- _Object location annotation data_:
**********
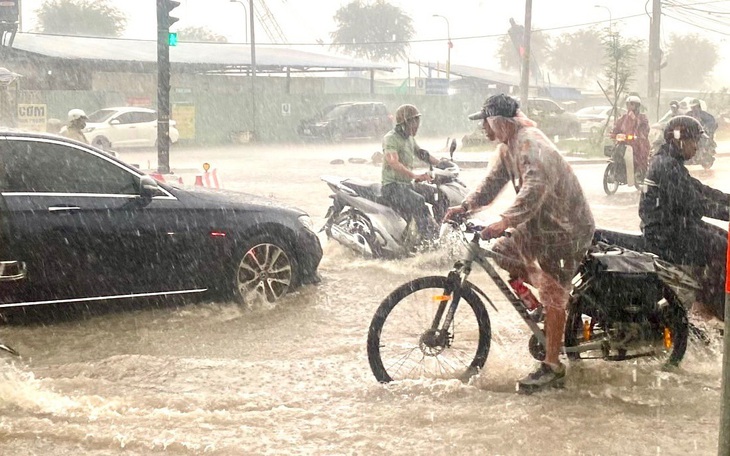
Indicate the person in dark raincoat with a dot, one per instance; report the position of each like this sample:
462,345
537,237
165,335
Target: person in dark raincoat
550,221
671,210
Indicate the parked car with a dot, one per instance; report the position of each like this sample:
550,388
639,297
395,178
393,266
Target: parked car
593,119
348,121
126,127
552,119
79,225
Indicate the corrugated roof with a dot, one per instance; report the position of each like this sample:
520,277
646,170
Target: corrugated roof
213,54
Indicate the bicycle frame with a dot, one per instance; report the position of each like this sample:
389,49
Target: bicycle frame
457,278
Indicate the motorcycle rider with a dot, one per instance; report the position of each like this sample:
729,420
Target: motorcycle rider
550,221
636,124
707,120
671,210
673,112
400,188
76,124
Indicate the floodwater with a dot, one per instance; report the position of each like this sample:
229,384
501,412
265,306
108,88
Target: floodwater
293,378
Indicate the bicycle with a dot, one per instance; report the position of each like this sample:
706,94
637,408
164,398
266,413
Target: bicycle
451,340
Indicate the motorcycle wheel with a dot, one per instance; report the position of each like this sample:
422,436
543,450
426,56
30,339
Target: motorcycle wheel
356,224
402,344
610,181
672,316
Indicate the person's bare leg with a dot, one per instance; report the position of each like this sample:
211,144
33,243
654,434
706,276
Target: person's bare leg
554,298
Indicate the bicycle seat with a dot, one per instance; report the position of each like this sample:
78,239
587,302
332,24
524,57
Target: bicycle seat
632,240
368,190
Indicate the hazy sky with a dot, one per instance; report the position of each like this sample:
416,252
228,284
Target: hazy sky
474,24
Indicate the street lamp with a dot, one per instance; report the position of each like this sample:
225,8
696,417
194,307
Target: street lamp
245,23
450,45
610,18
250,14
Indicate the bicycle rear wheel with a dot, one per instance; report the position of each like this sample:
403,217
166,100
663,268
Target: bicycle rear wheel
402,344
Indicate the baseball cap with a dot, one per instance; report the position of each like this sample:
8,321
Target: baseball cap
497,105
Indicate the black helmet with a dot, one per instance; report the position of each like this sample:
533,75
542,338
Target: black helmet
497,105
682,128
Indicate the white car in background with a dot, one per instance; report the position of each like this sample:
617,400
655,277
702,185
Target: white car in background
125,127
594,118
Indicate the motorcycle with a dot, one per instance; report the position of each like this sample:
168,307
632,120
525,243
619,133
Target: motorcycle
620,169
360,220
706,149
623,304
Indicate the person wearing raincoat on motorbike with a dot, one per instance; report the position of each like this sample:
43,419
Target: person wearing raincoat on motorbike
671,209
636,124
399,188
550,222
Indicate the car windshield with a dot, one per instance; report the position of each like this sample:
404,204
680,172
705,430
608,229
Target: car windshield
592,110
100,115
336,112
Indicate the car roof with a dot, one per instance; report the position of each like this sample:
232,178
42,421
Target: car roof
127,109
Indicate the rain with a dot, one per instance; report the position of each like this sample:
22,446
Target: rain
225,339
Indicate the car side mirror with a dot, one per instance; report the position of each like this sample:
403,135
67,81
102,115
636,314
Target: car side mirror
148,187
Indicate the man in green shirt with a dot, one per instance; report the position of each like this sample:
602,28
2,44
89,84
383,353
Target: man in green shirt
400,151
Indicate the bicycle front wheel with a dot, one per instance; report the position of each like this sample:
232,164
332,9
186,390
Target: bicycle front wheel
404,342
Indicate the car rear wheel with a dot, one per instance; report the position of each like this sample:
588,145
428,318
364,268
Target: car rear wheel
265,272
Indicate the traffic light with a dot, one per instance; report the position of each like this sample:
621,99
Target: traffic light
9,11
164,7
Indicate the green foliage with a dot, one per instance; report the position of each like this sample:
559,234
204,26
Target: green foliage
80,17
198,34
509,58
573,56
375,31
620,65
690,59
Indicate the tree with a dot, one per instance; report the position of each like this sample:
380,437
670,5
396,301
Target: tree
199,34
572,56
509,57
690,59
619,67
81,17
375,31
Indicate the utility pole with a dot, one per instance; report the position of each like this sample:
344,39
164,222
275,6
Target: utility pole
525,80
653,87
164,21
723,448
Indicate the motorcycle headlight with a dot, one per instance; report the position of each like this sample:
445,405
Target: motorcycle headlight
306,221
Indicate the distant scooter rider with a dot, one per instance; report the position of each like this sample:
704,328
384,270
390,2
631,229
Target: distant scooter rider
636,124
76,124
398,189
707,120
672,207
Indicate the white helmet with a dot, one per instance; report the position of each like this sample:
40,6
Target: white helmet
75,114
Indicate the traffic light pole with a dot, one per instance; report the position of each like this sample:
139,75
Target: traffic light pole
163,101
164,21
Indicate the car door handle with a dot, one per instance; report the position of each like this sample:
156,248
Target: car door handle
64,209
12,271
**********
- _Exercise requirements_: Copy out everything from the line containing "Indicate the utility" down to the end of the records, keeping every line the same.

- _Answer to the problem_:
Indicate the utility pole with a dot, one per instance; report the position of each like this sample:
344,39
164,222
275,6
Target: utility pole
525,80
653,87
164,21
723,448
Indicate the motorcycle headlight with a dot, one per instance; report the position of each like this sample:
445,405
Target: motorcycle headlight
306,221
Indicate the distant scooter rider with a dot, one per instance; report the position of each like this sample:
704,328
384,270
390,2
631,229
Target: distant scooter rider
636,124
76,124
398,189
707,120
672,207
Indicate the white helmet with a dot, one per instance; report the position of each like this sample:
40,6
Target: white helmet
75,114
Indicate the traffic light pole with a dot, one per instance; report the position of each like this sample:
139,75
Target: traffic light pole
163,101
164,21
Indicate the car door handle with a dot, one per instance; report the position of each like this sample:
156,248
Target: car door handle
64,209
12,271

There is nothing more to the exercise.